## start Excerpted passage

[Borgbackup] bypassing "Cache newer than repo" error

Marian Beermann public at enkore.de
Sat Oct 8 08:43:39 EDT 2016


Hi Sitaram

On 08.10.2016 14:17, Sitaram Chamarty wrote:
>> This sounds like you created one repository and copied it to multiple
>> drives/locations?
>
> I was going to say "no way" but it appears that is what I did.  Now I
> also understand why it's happening only to one specific repo (a rather
> large one I got lazy about creating the first time, and simply did a
> copy).  I'd clean forgotten!
>
>> You can change the repository ID in the "config" file of the repository
>> (it's hex, keep it the same length), which separates the repositories.
>
> I assume it has no other semantics so I can just randomly change some
> hex digits into others?

Yes.

Caveat: if you use key-file mode you'll have to make the same change in
the key files you use. The default location is
~/.config/borg/keys/<names>. Every key file starts with "BORG_KEY
<repository ID>", that's where you need to make the change.

In repokey or unencrypted mode this doesn't matter.

>> Note: for encrypted repositories it's a very unsafe thing to have
>> multiple independently updated copies of a repository; if they diverge
>> (minutely different contents) and an attacker gains access to more than
>> one copy, the privacy of the repository contents may be compromised.

## end Excerpted passage

▶ Brief 1
In the Borgbackup message, what is the default location of the key files in key-file mode?
▶ Brief 2
Reproduce the part of the Borgbackup message that begins with the words "On 08.10.2016 14:17, Sitaram" and ends with "separates the repositories.".

## start Information provided

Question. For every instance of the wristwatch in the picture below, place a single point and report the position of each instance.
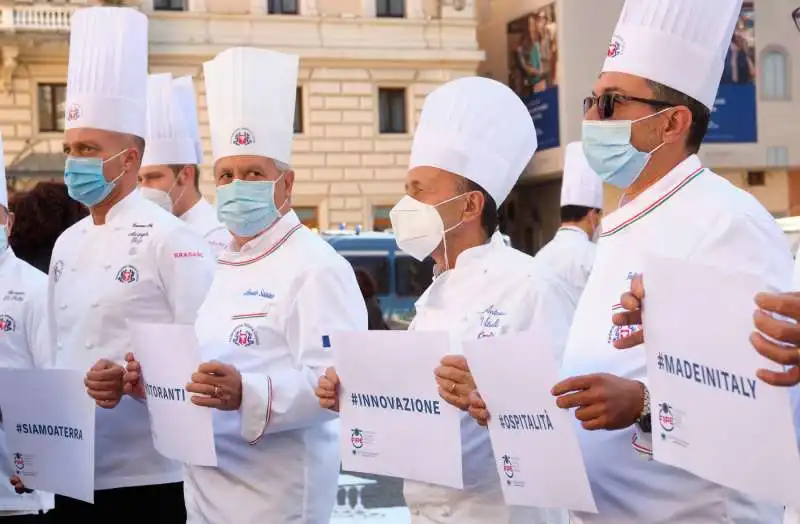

## end Information provided

▶ Full response 1
~/.config/borg/keys/<names>

▶ Full response 2
On 08.10.2016 14:17, Sitaram Chamarty wrote:
>> This sounds like you created one repository and copied it to multiple
>> drives/locations?
>
> I was going to say "no way" but it appears that is what I did.  Now I
> also understand why it's happening only to one specific repo (a rather
> large one I got lazy about creating the first time, and simply did a
> copy).  I'd clean forgotten!
>
>> You can change the repository ID in the "config" file of the repository
>> (it's hex, keep it the same length), which separates the repositories.